Task description
Copy the lines verbatim, beginning with the line that contains "like point(944, 165)." and continuing through the end of the data, and only those lines.

[Saved entries]
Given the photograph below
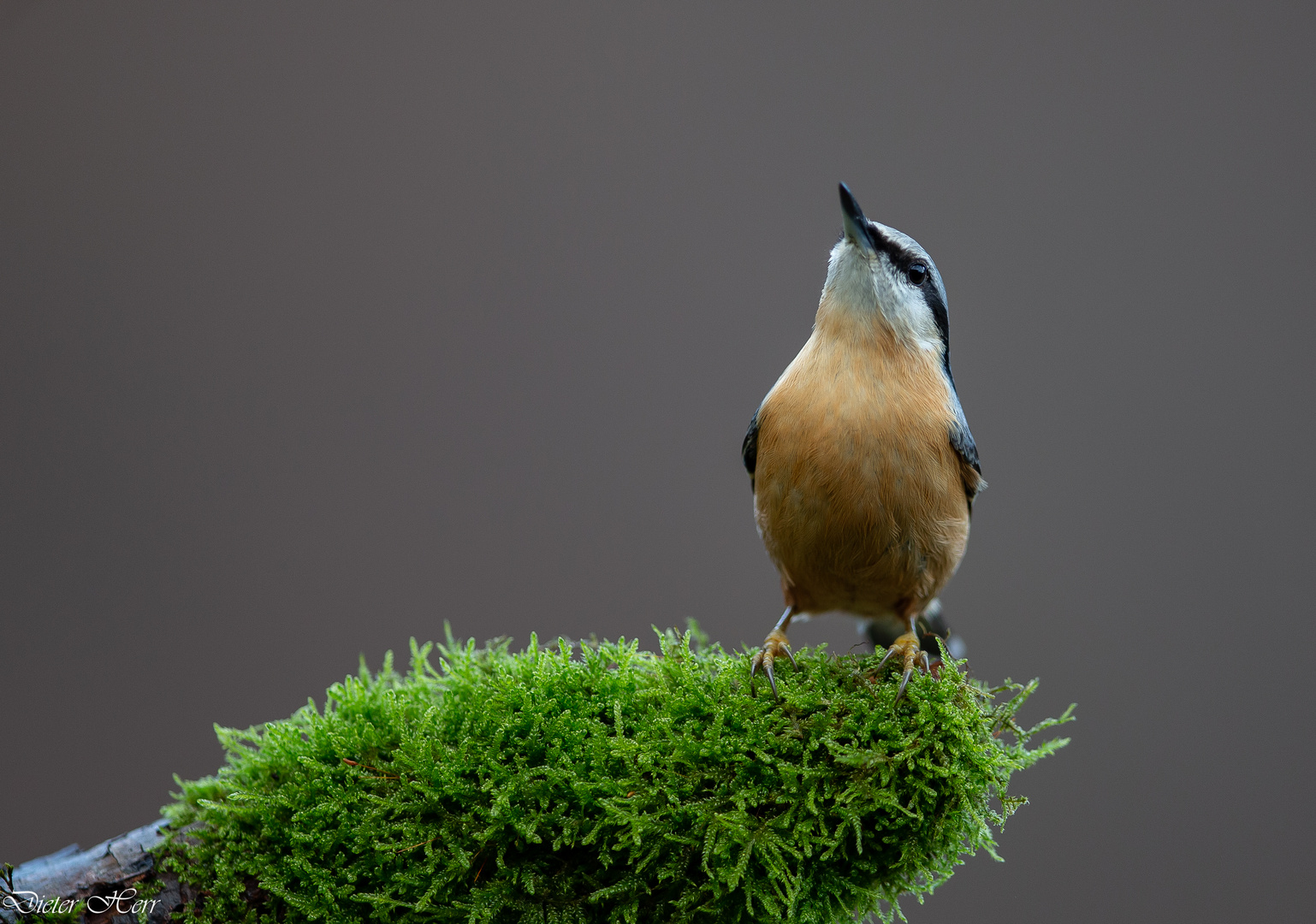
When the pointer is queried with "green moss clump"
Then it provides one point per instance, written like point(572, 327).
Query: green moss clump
point(603, 784)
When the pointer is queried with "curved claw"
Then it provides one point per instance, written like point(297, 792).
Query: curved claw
point(912, 657)
point(773, 647)
point(904, 682)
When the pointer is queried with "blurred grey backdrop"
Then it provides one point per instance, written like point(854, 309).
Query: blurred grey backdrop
point(322, 324)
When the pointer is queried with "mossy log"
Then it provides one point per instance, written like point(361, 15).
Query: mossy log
point(582, 784)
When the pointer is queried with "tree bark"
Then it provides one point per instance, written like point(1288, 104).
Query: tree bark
point(108, 878)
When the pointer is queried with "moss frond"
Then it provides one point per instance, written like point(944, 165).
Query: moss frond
point(598, 782)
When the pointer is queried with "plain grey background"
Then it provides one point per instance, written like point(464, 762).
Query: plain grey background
point(324, 324)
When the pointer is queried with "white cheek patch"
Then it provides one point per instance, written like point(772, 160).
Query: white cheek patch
point(868, 288)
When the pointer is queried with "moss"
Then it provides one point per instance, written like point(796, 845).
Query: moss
point(603, 784)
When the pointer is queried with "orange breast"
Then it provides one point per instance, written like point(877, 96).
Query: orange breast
point(858, 493)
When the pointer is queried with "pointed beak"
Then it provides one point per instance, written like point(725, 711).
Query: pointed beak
point(857, 228)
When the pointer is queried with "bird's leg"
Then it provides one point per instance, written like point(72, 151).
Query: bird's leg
point(911, 654)
point(774, 647)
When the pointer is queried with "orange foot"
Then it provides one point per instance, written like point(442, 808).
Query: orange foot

Solution to the problem
Then it provides one point per instance, written like point(944, 165).
Query: moss frond
point(598, 782)
When the pointer is queried with "plain grey background"
Then it provides one point per instance, written like point(464, 762).
Query: plain grey background
point(324, 324)
When the pointer is queried with "white cheek patch"
Then it provides one point per instance, written like point(772, 160).
Query: white cheek patch
point(868, 288)
When the pointer is queried with "moss"
Then it provides one point per instance, written like point(796, 845).
Query: moss
point(603, 784)
When the pointer is queried with "orange breast"
Then it provides one point per instance, written like point(877, 96).
Query: orange breast
point(858, 493)
When the pointer is queried with "pointed beak"
Then it provides one point per instance, written like point(725, 711).
Query: pointed beak
point(857, 228)
When the pointer is queried with "bird's leg"
Then it provides one point per instance, written like point(72, 151).
Query: bird's leg
point(911, 654)
point(774, 647)
When the pointer is queried with "orange foot"
Then it provides one point per instance, written like point(442, 808).
Query: orange foot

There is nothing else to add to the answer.